> Document text:
*** Begin section ***

The 74,000-square foot Glass Pavilion opened in August 2006 to considerable critical acclaim. ArtNet described it as "a striking symbol of cultural power. Intended to give pride of place to the institution's collection of art glass." In his review for The New York Times, Nicolai Ouroussoff wrote, "Composed with exquisite delicacy, the pavilion's elegant maze of curved glass walls represents the latest monument to evolve in a chain extending back to the Hall of Mirrors at Versailles." Ouroussoff commented on the pavilion's relationship with the museum's other buildings: "The Glass Pavilion is part of a loosely knit complex that includes the Beaux-Arts-style art museum here and the University of Toledo's Center for the Visual Arts, designed by Frank Gehry. With its grand staircase leading up to a row of Ionic columns, the original museum is both a temple to art and a monument to the belief in high culture's ability to uplift the life of the worker. The new structure's low, horizontal form, fits in this context with remarkable delicacy, as if the architects hesitated to disturb the surroundings." The Pavilion is host to 700 public glass blowing exhibitions per year, as well as community events such as (Re)New Year's Days, inspired by art, yoga, movement, and meditation, and Art of the Cut, a celebration of Black barbers and their roles as artists and men's wellness advocates that was sponsored by ProMedica.

*** End section ***

> Dataset excerpts:
*** Begin section ***

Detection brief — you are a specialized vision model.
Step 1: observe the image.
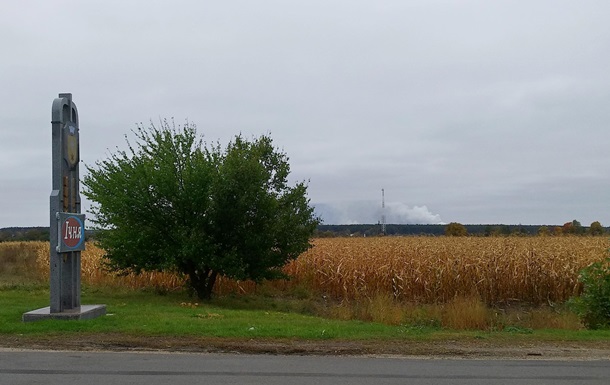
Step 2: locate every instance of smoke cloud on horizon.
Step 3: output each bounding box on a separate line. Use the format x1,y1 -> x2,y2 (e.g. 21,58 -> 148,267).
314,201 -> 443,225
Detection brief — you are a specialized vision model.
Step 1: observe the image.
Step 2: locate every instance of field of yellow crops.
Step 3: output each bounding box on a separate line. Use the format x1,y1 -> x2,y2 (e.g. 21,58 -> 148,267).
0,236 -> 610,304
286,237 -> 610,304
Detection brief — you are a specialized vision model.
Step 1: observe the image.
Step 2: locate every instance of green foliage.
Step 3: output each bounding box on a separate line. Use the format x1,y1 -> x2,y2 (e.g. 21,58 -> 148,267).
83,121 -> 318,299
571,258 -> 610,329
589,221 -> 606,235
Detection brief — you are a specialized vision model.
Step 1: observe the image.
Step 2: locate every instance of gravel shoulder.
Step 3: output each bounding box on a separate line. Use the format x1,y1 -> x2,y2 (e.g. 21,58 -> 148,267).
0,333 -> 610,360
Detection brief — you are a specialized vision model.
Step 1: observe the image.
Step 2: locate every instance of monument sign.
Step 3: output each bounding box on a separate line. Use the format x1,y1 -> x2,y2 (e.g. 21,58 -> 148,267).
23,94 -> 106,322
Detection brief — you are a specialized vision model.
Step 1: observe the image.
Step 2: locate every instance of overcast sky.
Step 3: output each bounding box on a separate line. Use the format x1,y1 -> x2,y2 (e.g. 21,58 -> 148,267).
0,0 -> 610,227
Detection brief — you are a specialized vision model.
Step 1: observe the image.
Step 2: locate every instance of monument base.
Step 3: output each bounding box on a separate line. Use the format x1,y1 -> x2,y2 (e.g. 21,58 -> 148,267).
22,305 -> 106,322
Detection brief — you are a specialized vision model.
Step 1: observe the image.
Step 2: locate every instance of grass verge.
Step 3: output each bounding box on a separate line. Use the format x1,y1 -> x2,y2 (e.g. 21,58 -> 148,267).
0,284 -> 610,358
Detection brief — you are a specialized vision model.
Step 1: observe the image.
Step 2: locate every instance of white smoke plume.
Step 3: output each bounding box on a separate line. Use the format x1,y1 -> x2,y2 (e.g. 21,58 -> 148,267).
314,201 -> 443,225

*** End section ***
*** Begin section ***

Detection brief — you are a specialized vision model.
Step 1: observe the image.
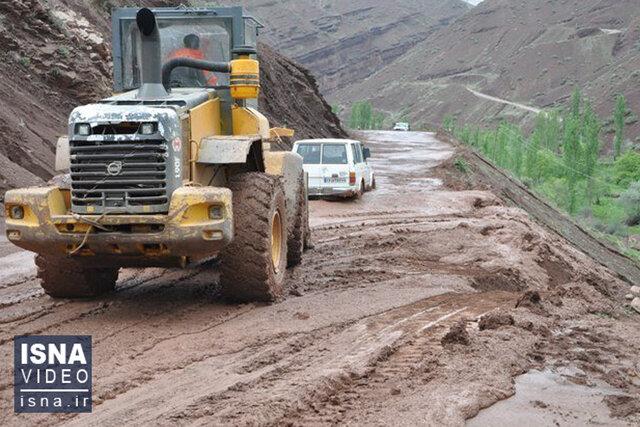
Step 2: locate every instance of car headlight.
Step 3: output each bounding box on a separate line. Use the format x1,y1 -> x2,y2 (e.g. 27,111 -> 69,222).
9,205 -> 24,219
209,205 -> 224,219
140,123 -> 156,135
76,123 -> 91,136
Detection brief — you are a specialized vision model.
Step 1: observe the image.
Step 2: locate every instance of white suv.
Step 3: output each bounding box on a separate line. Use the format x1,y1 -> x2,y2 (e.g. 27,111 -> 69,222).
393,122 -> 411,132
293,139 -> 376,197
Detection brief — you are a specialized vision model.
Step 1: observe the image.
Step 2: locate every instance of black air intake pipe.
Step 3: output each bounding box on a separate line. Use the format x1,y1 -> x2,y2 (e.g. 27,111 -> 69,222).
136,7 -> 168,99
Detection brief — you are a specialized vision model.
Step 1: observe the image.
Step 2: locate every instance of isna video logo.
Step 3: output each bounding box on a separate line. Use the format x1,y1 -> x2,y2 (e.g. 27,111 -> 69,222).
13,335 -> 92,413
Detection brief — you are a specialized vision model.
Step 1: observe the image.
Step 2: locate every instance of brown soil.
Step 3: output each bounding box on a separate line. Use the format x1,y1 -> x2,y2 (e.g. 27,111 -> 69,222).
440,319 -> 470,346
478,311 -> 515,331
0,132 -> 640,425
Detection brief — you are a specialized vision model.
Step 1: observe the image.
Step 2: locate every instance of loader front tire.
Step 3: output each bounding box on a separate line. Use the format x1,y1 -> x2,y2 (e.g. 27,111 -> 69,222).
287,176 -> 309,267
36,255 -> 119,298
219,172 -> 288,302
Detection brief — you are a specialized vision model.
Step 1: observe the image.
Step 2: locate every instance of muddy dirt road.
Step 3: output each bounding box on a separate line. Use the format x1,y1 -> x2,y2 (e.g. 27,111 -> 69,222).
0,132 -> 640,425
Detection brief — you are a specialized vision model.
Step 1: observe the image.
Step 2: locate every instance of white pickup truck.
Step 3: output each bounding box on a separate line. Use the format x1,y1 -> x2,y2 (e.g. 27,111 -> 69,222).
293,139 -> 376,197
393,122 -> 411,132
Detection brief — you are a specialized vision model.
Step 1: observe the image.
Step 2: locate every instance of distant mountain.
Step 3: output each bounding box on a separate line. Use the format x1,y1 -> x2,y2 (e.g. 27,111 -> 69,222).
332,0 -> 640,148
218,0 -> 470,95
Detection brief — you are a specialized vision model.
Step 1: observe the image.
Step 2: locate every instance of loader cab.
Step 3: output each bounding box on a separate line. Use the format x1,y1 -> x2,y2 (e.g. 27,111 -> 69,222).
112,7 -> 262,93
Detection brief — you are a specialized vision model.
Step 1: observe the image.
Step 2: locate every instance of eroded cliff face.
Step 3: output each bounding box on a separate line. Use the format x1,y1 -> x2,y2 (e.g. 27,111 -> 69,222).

*** End section ***

> Complete the following:
[1] Answer these from the Glass Pavilion text:
(a) In what month and year did the Glass Pavilion open?
(b) Who designed the University of Toledo's Center for the Visual Arts?
(c) How many public glass blowing exhibitions does the Pavilion host per year?
[2] Please list everything the Glass Pavilion text names as an inspiration for (Re)New Year's Days.
The records were taken from a separate source.

> Expected outputs:
[1]
(a) August 2006
(b) Frank Gehry
(c) 700

[2]
- Art
- Yoga
- Movement
- Meditation